*EXERCISE:* Repeat the entries below word for word, beginning at the line that contains "blue sky and return pixel-coordinate boxes, e.g." and stopping after the line that contains "495,136 -> 640,239". Give only those lines.
----
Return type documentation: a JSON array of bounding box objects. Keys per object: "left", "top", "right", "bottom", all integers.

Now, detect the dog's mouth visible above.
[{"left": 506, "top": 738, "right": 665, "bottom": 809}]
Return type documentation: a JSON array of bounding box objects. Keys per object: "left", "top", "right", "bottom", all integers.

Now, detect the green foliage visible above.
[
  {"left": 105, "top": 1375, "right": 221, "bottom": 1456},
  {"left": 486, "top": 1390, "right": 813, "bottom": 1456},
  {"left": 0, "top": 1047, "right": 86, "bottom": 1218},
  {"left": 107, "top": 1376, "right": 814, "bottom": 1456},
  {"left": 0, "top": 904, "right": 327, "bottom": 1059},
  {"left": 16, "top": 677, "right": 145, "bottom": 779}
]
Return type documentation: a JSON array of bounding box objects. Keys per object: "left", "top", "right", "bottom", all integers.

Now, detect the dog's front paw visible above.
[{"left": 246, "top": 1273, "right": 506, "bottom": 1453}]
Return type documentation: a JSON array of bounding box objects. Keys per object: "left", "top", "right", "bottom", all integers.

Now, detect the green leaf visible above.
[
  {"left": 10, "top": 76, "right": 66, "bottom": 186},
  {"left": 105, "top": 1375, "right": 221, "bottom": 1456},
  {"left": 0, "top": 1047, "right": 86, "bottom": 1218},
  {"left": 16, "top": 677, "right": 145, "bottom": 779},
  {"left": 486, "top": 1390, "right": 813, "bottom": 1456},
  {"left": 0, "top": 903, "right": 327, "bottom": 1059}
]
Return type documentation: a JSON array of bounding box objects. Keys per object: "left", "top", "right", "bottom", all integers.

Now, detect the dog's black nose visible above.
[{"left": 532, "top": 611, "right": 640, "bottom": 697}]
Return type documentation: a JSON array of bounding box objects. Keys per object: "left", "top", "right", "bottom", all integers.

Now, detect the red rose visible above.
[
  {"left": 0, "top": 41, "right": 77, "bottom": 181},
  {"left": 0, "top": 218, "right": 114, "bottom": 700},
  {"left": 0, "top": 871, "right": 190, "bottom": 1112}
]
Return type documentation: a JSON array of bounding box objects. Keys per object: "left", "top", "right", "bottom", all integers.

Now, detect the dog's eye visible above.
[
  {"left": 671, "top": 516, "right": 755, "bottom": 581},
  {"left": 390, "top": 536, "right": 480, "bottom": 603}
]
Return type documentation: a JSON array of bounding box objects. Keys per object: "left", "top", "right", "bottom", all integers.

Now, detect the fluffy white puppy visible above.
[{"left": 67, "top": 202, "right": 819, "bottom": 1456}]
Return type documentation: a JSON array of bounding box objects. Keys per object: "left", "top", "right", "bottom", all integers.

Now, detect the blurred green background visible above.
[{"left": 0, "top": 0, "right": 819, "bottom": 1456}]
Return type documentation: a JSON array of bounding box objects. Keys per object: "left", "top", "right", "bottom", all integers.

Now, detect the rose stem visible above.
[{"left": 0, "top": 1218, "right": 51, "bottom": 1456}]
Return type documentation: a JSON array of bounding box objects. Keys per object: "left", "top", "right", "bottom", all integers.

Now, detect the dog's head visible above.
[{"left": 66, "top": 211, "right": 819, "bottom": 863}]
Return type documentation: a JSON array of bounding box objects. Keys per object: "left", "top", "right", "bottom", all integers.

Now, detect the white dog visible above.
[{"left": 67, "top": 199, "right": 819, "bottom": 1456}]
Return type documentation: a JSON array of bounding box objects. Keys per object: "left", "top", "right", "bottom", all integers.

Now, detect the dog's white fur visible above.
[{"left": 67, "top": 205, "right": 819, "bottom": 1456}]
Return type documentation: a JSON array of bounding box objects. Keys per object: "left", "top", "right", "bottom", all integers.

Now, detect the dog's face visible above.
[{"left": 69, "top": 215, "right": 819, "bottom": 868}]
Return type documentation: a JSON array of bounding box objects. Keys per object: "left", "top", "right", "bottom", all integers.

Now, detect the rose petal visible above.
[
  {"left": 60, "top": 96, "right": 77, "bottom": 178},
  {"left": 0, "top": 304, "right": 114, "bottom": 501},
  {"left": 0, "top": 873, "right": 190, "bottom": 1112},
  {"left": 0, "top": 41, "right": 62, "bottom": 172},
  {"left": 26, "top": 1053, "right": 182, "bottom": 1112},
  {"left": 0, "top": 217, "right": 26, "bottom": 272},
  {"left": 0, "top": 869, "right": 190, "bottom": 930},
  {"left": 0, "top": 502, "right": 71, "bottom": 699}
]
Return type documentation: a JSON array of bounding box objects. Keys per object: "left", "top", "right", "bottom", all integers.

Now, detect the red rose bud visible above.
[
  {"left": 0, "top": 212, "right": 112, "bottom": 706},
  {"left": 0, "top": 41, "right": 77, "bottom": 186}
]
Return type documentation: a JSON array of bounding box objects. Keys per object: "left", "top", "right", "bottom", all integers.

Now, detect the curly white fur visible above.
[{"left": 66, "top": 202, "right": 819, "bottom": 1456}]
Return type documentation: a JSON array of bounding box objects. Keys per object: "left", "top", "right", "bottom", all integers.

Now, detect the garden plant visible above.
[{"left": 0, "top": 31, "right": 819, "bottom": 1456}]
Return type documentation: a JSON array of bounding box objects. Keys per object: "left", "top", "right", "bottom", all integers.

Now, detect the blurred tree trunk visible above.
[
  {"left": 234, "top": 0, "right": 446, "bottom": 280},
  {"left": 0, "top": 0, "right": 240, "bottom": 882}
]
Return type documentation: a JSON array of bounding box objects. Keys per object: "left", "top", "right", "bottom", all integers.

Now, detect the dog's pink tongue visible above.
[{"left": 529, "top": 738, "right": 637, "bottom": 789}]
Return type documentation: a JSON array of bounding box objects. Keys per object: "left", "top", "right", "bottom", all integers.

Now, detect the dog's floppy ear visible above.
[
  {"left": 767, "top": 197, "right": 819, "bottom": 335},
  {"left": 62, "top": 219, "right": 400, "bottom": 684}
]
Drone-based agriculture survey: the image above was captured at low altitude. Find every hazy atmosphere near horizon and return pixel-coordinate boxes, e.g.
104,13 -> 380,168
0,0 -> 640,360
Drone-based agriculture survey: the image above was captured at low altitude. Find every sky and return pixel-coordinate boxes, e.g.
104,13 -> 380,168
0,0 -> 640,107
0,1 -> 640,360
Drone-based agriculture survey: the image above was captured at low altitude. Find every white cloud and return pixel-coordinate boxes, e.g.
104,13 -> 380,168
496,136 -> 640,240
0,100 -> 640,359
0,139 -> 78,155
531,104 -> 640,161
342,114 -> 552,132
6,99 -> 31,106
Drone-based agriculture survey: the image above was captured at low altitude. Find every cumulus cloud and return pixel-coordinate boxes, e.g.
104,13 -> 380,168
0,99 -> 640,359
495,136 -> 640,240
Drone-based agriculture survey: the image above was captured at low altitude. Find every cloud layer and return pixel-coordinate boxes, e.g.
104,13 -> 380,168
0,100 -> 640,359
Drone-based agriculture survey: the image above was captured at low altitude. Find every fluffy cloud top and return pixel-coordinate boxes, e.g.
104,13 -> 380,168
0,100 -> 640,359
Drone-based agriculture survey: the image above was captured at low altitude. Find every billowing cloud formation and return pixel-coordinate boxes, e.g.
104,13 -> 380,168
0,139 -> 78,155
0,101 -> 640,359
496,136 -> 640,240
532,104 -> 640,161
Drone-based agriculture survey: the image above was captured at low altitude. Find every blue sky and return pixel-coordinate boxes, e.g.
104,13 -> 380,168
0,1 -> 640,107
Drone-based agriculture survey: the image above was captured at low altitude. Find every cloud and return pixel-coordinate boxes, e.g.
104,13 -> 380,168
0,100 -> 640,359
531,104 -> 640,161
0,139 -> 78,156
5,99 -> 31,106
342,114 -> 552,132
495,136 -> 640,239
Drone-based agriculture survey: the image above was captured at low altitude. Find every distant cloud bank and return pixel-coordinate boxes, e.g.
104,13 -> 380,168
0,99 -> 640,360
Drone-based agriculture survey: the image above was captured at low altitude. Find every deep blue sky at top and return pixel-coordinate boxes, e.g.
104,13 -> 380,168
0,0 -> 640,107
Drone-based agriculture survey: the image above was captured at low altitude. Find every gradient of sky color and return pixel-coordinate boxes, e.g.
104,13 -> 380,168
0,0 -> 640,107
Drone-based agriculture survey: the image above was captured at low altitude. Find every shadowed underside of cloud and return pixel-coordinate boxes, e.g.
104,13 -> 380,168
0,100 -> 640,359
----
*THE SOLUTION:*
Drone-based agriculture survey: the image above was captured at low altitude. Find every blue sky and return pixel-coordinate boxes, e.g.
104,13 -> 380,168
0,1 -> 640,107
Drone-based agriculture survey: the image above was captured at low altitude. Find every cloud and return pixel-coordinate boxes, e.g.
104,13 -> 380,168
0,100 -> 640,359
531,104 -> 640,161
0,139 -> 78,156
5,99 -> 31,106
342,114 -> 552,132
495,136 -> 640,239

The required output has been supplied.